Selected extract:
10. "Birthright Blessings; Marriage in the Covenant"
Abraham's care for his son included ensuring that Isaac married in the covenant; Jacob also needed to marry in the covenant. But there's more here than marriage: A father's care symbolizes God's love, and marriage is a scriptural symbol of God's covenants with all his children.
"Doctrine and the Temple in Nauvoo," Larry C. Porter, Milton V. Backman Jr., BYU Studies, Vol. 32, no. 1–2
The temple in Nauvoo met the need to seal husbands and wives to each other that they might receive the promises given to Abraham of eternal posterity numerous as the sands of the sea; and a promise that all righteous men and women may become kings and priests queens and priestesses to rule eternally and become like God.
"Eternal Marriage and Family in the Old Testament," Michael A. Goodman, The Gospel of Jesus Christ in the Old Testament
Although the Old Testament may fail to teach marriage in the covenant didactically, the message is illustrated powerfully throughout the narrative. The examples of Abraham, Isaac, and Jacob further reinforce the importance of marriage in the covenant. To understand the sacred literature of the Jews, it is essential to understand that Israel's relationship to their God is seen as a marital relationship.
"Provide and Protect: The Role of Husband and Father in Ancient Times," Carol Bradley, Selections from the Religious Education Student Symposium 2007
In ancient society, marriage involved customs meant to protect the vulnerable and to secure economic stability. Husbands were to provide the necessities of life to his family; the bride-price and dowry were insurance for the wife; women and children were to be provided for through inheritance. The father's care symbolizes God's love.

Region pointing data
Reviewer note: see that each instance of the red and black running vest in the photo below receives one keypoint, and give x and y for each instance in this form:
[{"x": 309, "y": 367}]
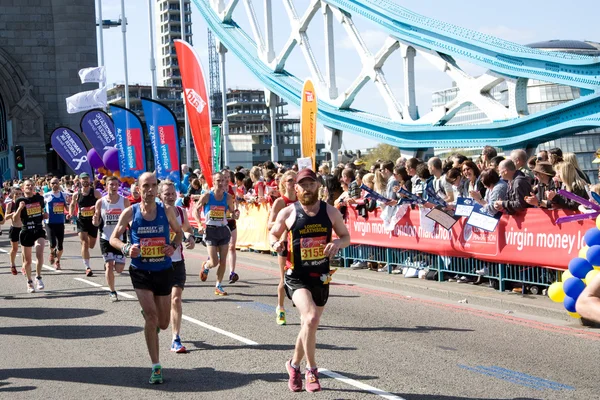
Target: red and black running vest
[{"x": 307, "y": 239}]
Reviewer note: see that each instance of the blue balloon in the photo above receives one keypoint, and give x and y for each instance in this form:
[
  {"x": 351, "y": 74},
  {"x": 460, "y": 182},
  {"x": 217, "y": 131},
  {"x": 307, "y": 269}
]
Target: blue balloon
[
  {"x": 569, "y": 304},
  {"x": 592, "y": 237},
  {"x": 579, "y": 267},
  {"x": 593, "y": 255},
  {"x": 573, "y": 287}
]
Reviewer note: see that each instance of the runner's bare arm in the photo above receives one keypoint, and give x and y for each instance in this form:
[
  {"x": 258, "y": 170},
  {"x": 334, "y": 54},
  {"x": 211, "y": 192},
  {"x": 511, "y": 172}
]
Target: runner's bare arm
[
  {"x": 175, "y": 227},
  {"x": 124, "y": 221},
  {"x": 340, "y": 229},
  {"x": 279, "y": 228},
  {"x": 588, "y": 303},
  {"x": 97, "y": 213}
]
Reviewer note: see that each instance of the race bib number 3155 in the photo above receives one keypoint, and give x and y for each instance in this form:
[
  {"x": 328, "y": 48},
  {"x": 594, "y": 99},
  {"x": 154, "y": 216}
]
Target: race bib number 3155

Exercise description: According to the lesson on marriage in the covenant, why did the temple in Nauvoo seal husbands and wives to each other? These lines have nothing to do with the lesson on marriage in the covenant.

Expected output: Husbands and wives were sealed so they might receive the promises given to Abraham of eternal posterity as numerous as the sands of the sea. They would also receive the promise that all righteous men and women may become kings and priests, queens and priestesses, to rule eternally and become like God.